DATA FOR THE TASK:
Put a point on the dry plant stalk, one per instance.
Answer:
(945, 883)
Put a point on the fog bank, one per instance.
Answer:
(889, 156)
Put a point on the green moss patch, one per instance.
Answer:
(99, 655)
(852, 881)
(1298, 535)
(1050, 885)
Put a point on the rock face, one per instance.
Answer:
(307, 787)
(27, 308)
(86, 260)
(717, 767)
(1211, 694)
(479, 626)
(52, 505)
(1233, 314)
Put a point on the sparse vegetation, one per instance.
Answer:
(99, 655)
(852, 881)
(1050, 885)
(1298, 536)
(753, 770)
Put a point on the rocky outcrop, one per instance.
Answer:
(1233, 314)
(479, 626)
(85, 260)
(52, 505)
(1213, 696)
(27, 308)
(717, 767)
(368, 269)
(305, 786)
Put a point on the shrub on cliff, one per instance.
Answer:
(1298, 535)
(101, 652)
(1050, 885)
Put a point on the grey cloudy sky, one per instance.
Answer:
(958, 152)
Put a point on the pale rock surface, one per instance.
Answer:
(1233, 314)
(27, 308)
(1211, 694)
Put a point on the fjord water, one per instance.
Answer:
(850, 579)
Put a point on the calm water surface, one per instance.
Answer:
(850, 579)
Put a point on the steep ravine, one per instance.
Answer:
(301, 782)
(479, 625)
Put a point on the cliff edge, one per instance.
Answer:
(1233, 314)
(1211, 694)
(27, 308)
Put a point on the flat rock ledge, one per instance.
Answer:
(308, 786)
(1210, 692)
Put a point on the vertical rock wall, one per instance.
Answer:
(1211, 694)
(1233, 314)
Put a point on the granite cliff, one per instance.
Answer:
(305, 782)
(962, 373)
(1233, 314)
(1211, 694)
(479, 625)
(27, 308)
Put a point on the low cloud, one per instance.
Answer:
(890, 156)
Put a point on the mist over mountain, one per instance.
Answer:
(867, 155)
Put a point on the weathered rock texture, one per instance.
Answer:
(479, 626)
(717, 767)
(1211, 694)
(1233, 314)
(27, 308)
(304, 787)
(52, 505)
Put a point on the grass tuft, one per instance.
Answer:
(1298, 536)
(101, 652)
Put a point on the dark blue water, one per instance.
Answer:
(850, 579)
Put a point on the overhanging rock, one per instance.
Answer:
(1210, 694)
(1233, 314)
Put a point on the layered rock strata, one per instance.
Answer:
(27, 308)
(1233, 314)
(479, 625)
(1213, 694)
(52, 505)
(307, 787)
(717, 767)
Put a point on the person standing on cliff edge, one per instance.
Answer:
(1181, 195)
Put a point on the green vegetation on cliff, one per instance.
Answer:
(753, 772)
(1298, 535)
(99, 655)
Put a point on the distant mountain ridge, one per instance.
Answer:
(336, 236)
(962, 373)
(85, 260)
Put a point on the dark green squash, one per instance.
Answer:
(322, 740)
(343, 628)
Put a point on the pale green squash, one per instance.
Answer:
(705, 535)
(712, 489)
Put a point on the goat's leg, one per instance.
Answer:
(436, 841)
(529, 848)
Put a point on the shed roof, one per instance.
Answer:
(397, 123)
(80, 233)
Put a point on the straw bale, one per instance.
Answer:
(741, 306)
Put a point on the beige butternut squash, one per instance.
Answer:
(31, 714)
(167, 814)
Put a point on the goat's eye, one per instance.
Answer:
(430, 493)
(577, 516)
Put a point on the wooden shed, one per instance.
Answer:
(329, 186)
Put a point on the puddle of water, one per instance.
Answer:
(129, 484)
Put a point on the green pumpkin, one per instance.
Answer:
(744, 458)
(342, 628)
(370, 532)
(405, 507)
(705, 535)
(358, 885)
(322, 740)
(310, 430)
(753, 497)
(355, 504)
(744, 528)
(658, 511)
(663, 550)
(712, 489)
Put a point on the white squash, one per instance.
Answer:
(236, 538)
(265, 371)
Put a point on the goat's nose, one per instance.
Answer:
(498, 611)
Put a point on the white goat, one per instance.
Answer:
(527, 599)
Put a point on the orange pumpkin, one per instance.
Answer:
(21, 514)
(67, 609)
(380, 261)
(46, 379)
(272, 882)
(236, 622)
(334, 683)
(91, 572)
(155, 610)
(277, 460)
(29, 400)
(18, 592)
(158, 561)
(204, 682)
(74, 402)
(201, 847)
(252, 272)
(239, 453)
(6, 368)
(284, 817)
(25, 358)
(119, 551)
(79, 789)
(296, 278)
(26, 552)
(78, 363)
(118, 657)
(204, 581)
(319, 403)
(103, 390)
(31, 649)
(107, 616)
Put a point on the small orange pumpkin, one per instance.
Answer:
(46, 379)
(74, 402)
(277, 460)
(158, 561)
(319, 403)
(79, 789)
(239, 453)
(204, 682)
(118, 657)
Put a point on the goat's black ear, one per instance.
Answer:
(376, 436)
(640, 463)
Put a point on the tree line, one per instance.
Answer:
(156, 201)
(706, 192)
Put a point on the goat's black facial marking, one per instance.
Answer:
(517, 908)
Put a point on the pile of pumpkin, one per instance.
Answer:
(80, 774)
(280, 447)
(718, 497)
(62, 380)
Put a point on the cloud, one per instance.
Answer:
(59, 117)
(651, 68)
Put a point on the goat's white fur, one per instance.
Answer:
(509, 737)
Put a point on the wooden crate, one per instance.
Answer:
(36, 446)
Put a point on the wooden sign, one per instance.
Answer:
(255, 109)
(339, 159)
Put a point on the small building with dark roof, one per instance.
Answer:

BRIEF:
Check each line of the records above, and copy those that hold the word "mountain".

EXERCISE ANSWER:
Put a point on the mist over mountain, one per instance.
Put a point on the distant mountain ridge, one per instance.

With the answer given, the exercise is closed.